* TASK BRIEF *
Repeat the following lines exactly and nothing else: the line containing "Task: put a single marker on each instance of the large" and each line after it through the end of the listing.

————————

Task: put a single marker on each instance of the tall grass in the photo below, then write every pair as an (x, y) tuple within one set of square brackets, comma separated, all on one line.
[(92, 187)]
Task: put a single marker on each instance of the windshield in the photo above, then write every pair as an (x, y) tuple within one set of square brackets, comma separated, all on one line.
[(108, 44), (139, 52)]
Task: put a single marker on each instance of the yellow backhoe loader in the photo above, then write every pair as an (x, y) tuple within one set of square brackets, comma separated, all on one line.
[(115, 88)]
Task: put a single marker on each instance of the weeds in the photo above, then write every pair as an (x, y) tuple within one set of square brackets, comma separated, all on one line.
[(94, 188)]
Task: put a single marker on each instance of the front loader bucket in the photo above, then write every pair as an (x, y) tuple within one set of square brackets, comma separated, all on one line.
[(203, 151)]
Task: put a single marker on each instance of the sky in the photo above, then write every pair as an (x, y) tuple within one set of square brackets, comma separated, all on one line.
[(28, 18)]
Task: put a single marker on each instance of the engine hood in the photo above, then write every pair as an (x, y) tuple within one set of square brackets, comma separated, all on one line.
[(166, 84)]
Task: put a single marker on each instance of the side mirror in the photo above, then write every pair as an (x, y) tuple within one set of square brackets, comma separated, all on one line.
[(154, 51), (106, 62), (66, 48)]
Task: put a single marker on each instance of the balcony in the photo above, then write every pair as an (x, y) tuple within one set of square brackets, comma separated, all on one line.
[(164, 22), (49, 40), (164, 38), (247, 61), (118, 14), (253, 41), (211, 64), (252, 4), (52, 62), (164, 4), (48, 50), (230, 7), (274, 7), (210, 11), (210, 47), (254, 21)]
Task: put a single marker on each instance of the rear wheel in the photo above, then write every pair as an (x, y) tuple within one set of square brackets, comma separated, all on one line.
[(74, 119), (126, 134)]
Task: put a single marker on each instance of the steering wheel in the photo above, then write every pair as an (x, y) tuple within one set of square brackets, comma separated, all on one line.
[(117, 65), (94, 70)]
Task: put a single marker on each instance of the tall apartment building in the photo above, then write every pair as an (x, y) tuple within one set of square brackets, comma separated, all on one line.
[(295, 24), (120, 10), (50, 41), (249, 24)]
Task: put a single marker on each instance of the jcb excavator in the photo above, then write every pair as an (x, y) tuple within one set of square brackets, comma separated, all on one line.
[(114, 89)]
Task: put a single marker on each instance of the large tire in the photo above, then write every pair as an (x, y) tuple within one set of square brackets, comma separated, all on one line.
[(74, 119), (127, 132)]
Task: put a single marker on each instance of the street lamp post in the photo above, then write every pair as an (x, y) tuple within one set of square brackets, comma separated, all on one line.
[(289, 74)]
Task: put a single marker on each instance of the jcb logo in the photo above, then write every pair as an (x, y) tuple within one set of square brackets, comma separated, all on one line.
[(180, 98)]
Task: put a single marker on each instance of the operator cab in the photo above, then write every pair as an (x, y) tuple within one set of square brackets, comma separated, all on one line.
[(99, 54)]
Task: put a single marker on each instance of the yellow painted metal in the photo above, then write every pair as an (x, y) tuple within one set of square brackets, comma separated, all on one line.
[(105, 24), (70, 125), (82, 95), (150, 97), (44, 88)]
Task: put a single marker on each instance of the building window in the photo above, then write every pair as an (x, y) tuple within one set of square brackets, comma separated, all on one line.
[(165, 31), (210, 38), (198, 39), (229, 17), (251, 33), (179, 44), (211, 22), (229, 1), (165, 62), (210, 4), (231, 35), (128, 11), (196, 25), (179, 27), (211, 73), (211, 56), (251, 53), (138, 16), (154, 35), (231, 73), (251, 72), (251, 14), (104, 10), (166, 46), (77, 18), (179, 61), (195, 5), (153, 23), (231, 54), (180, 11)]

————————

* PROBLEM SOLUTION *
Task: put a single marker on each instance of the large tire in the photo above, then write every pair as an (x, y) tuple within one set of square brackets, comma separated, all on one line.
[(74, 119), (127, 132)]
Task: put a single marker on each instance of the street lamp post in the photo above, then write every pair as an (x, y) tuple within one set of square brackets, comma separated, all on one line.
[(289, 74)]
Task: put a single marker on each instance of the jcb logo in the photo above, then write every pair as an (x, y) tuple within one set of square brackets, comma separated, all on one line.
[(180, 98)]
Task: put a single marker on each instance of the operator cab in the photo above, then write every pair as an (x, y) tuple within one set of square brackets, comma separated, all on one line.
[(99, 54)]
Task: put a single marker on each instance of the yellow painted metal in the photo above, then write every pair as an (x, y) tuple within one set of square brackets, comma separated, all on one line.
[(105, 24), (70, 125), (82, 95), (150, 97), (44, 88)]
Task: put a single marker on each instance of the building window in the photo above, then write every pair as an (x, y) tuple within one set of square brackets, comma separated, all on one line.
[(165, 31), (210, 38), (198, 39), (229, 17), (251, 33), (179, 44), (211, 22), (229, 1), (165, 62), (210, 4), (231, 35), (128, 11), (196, 25), (179, 27), (211, 73), (211, 56), (251, 53), (138, 16), (154, 35), (231, 73), (251, 72), (251, 14), (104, 10), (166, 46), (77, 18), (179, 61), (195, 5), (153, 23), (231, 54), (180, 11)]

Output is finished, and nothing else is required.